__Exercise passage__

**********

When I first started teaching back in the 1980s (I know), a key case study for environmental change, and also the management of water resources, was the decline in the Aral Sea. I had an old VHS tape which followed the tale of the sea's shrinking, with details of the canning factories which were closed, and the ships which were left stranded in the desert that consumed the area. Nick Middleton later visited during his 'Going to Extremes' series, which we also used to show (and there is a matching book also)
He visits Voz Island, which is contaminated due to its location where salt has been exposed at the surface as the sea evaporated....



A Global Oneness project resource explores the latest ideas relating to the Aral Sea too, and there are some useful resources here.
Images by Taylor Weidman are used in this resource.

The tourism aspects of the Aral Sea were picked up in a recent Guardian article too, which shows the possible rehabilitation of this environment, which also could be used as a venue for a music festival. This sounds like an interesting opportunity for the region, and moves away from the idea of dark or disaster tourism.
Interesting description of the area though:
Visitors to Moynaq, a forlorn Uzbek town, are usually disaster tourists coming to gawk at the desolation of the apocalyptic landscape, where the carcasses of ships rot on sand once covered by the world’s fourth-largest lake.

**********

__Collection entries__

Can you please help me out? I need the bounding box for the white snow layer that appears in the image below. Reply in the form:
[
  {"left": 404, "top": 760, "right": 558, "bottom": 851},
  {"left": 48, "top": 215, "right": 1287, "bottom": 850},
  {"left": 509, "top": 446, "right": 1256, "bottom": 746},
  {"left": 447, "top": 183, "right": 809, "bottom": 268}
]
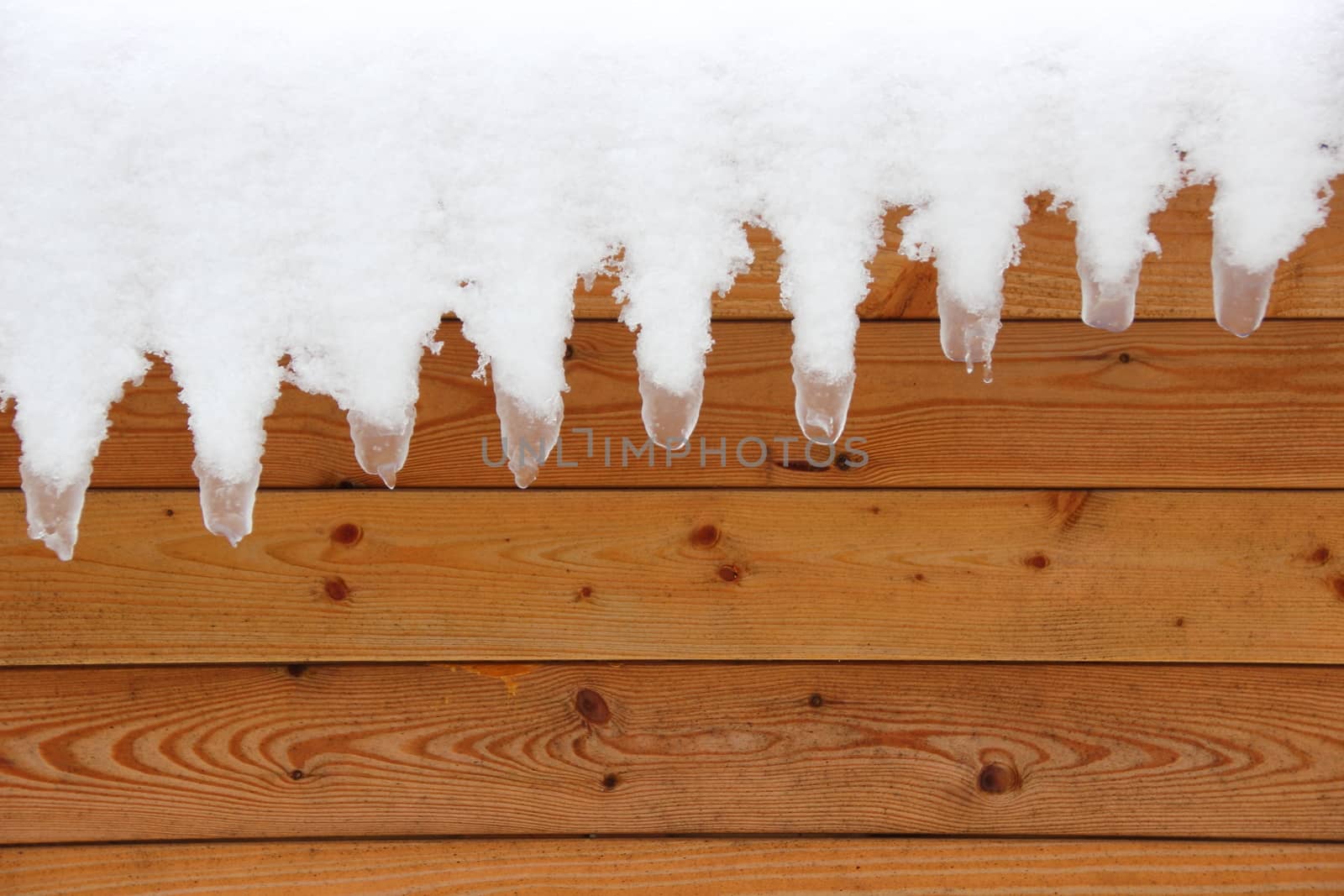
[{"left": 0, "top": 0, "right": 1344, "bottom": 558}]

**********

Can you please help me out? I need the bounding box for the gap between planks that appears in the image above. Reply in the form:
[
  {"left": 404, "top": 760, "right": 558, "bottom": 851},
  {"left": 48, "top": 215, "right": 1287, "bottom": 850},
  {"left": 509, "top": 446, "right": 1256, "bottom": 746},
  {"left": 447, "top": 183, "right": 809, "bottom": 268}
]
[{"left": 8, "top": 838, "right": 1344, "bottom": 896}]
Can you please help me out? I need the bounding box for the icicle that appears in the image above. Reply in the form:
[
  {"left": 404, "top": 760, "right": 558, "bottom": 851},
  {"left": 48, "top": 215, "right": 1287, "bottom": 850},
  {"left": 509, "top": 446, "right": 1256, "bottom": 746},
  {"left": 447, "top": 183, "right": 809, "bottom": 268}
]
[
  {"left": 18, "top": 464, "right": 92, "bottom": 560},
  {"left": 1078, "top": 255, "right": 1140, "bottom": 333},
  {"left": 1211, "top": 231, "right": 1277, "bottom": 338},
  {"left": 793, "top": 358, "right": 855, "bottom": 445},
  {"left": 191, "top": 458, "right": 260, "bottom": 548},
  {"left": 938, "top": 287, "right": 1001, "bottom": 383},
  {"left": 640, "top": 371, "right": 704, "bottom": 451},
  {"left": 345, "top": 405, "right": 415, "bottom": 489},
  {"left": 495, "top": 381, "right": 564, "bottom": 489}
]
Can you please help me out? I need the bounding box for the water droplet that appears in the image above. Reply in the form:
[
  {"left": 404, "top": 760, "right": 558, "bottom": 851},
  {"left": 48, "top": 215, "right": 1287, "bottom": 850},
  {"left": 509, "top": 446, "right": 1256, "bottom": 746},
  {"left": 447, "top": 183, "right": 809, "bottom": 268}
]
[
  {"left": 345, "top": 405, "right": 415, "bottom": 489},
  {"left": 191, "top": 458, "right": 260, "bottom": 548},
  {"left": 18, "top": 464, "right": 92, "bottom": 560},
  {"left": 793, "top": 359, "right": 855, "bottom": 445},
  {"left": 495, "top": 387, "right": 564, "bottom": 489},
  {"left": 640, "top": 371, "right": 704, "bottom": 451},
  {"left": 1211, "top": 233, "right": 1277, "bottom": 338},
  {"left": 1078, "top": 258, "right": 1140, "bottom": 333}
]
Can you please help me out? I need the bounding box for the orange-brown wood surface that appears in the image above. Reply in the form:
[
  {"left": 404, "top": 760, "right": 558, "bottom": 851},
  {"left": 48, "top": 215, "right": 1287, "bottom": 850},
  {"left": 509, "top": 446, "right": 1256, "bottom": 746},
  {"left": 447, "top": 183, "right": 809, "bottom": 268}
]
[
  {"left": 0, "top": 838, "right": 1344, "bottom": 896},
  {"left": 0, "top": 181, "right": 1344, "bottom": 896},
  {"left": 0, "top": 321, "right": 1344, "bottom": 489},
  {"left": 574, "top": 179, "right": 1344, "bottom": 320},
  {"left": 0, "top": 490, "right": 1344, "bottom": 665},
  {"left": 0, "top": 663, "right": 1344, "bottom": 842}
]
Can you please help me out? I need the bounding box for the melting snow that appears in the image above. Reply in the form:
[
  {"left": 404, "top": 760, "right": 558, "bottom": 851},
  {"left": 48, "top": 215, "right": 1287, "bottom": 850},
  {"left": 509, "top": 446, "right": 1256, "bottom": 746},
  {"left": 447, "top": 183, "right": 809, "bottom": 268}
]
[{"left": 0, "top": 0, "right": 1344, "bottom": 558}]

**********

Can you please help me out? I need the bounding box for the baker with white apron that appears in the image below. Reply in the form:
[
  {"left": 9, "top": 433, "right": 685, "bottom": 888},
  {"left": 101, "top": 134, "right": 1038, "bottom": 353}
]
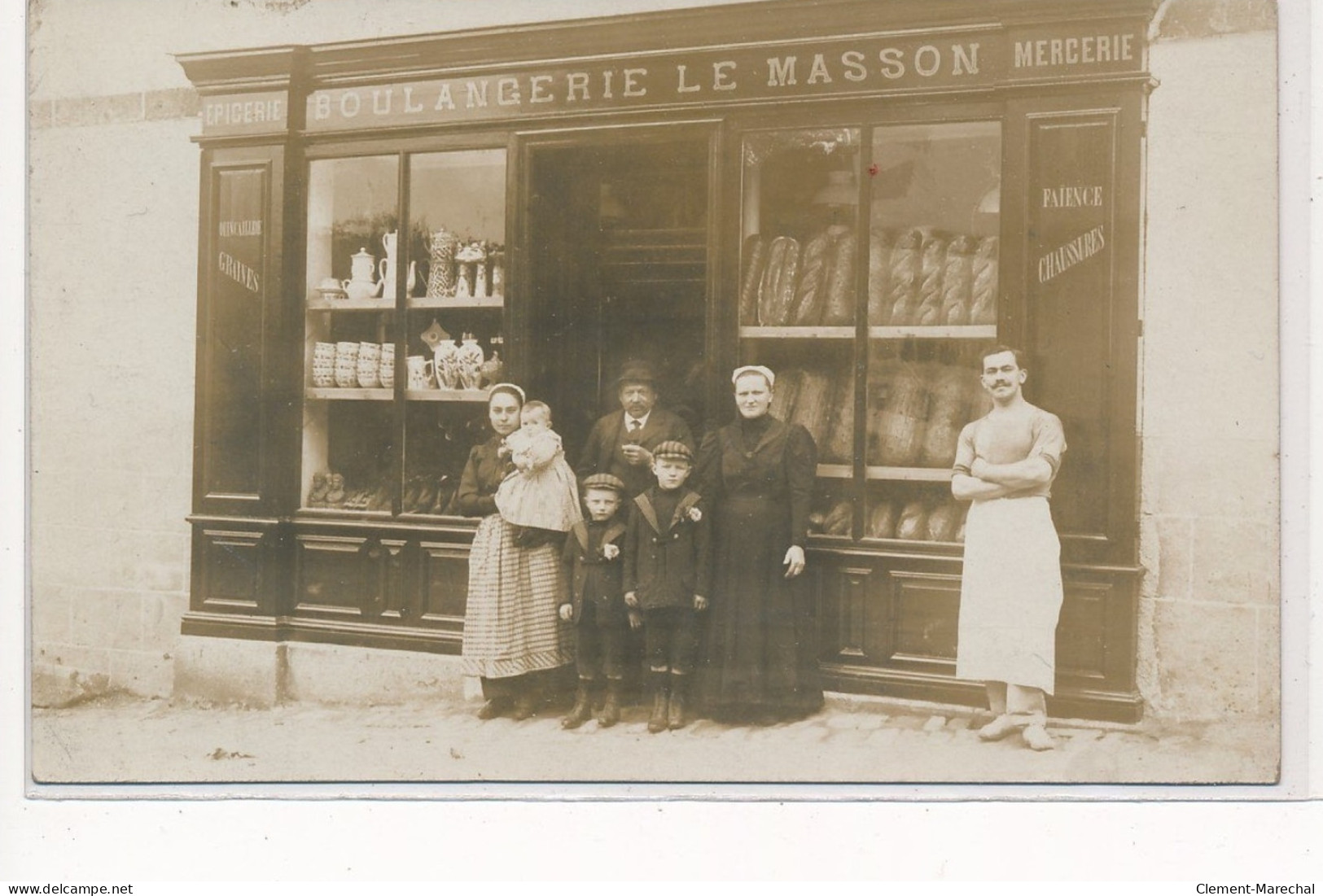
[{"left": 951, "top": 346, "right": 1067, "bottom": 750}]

**********

__Required work__
(1) Condense the paragraph of the Aral Sea passage that begins "The tourism aspects of the Aral Sea" into two shorter sentences, keeping its main facts.
(2) Resume the Aral Sea passage after its final sentence about visitors to Moynaq.

__Responses by item number__
(1) A recent Guardian article covered tourism at the Aral Sea, showing how the environment might be rehabilitated and even used as a music festival venue. This could be an interesting opportunity for the region and moves away from the idea of dark or disaster tourism.

(2)
You can see the changing Aral in NASA images from the Earthshots website.
A quick check on ESRI StoryMaps library reveals this map too.


Also in the recent (and rather wonderful) William Atkins book on deserts, there are some alternative perspectives on the area, with a fantastic chapter on the Aral Sea, which is really worth reading.
The area could be turning round, and there are hopes that the sea may begin to grow again in the future.

And the Aral Sea came back to TV tonight with its inclusion in Stacy Dooley's Fast Fashion documentary.

Stacey Dooley travels the world to uncover the hidden costs of the addiction to fast fashion. She sees for herself how toxic chemicals released by the garment industry pollute waterways that millions of people rely on. She witnesses the former Aral Sea, once one of the largest bodies of fresh water, now reduced almost entirely to dust.
These are shocking discoveries likely to make you think twice about whether you really need those new clothes.